* [What is required]
Set down every entry once more, exactly as it appears.

* [Records for this task]
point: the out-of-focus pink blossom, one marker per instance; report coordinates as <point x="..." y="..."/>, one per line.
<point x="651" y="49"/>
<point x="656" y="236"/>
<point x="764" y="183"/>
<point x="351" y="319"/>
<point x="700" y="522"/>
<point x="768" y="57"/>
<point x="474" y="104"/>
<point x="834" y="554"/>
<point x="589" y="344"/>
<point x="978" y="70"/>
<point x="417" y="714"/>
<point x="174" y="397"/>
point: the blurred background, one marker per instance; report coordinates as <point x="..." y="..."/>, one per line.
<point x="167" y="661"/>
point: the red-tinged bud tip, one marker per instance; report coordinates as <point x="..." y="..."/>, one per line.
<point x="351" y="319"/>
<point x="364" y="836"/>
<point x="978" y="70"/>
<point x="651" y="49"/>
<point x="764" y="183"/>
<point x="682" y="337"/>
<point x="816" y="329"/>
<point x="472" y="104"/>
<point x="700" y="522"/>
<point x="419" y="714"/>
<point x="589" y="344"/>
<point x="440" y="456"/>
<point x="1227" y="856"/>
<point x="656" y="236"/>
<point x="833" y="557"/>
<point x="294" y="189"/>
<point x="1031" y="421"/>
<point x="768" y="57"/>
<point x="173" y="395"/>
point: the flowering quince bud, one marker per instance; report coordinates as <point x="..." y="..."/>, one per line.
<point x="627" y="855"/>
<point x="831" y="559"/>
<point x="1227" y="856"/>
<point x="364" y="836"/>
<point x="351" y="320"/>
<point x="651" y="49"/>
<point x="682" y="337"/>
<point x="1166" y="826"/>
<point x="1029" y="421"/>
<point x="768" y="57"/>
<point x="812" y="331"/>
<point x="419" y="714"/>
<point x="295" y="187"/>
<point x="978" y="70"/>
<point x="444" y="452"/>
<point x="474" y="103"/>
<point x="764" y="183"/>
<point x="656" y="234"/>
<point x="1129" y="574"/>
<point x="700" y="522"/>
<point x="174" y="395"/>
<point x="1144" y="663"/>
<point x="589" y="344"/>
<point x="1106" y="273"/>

* [Exercise answer]
point: the out-of-focus pink blossom, one marker per instance; report coordinates as <point x="..." y="..."/>, one per line.
<point x="651" y="49"/>
<point x="656" y="236"/>
<point x="764" y="183"/>
<point x="351" y="319"/>
<point x="700" y="522"/>
<point x="768" y="57"/>
<point x="474" y="104"/>
<point x="834" y="554"/>
<point x="589" y="344"/>
<point x="978" y="70"/>
<point x="417" y="714"/>
<point x="174" y="397"/>
point: the blurred background, one marker per instance; report coordinates as <point x="..." y="..."/>, one per line.
<point x="167" y="661"/>
point: the red-tinged bud tip, one marker per instance; report coordinates as <point x="..." y="..."/>, one per line.
<point x="351" y="319"/>
<point x="364" y="836"/>
<point x="978" y="70"/>
<point x="651" y="49"/>
<point x="764" y="183"/>
<point x="682" y="337"/>
<point x="816" y="329"/>
<point x="472" y="104"/>
<point x="700" y="522"/>
<point x="419" y="714"/>
<point x="589" y="344"/>
<point x="440" y="456"/>
<point x="1227" y="856"/>
<point x="656" y="236"/>
<point x="833" y="557"/>
<point x="294" y="189"/>
<point x="1031" y="421"/>
<point x="768" y="57"/>
<point x="173" y="395"/>
point: the flowering quince bud, one marker per instance; report coordinates as <point x="..." y="..."/>, one per line.
<point x="627" y="855"/>
<point x="831" y="559"/>
<point x="1227" y="856"/>
<point x="364" y="836"/>
<point x="351" y="320"/>
<point x="651" y="49"/>
<point x="682" y="337"/>
<point x="1166" y="826"/>
<point x="1029" y="421"/>
<point x="768" y="57"/>
<point x="812" y="331"/>
<point x="419" y="714"/>
<point x="295" y="187"/>
<point x="978" y="70"/>
<point x="444" y="452"/>
<point x="474" y="103"/>
<point x="764" y="183"/>
<point x="656" y="234"/>
<point x="1129" y="574"/>
<point x="700" y="522"/>
<point x="174" y="395"/>
<point x="1144" y="663"/>
<point x="589" y="344"/>
<point x="1106" y="273"/>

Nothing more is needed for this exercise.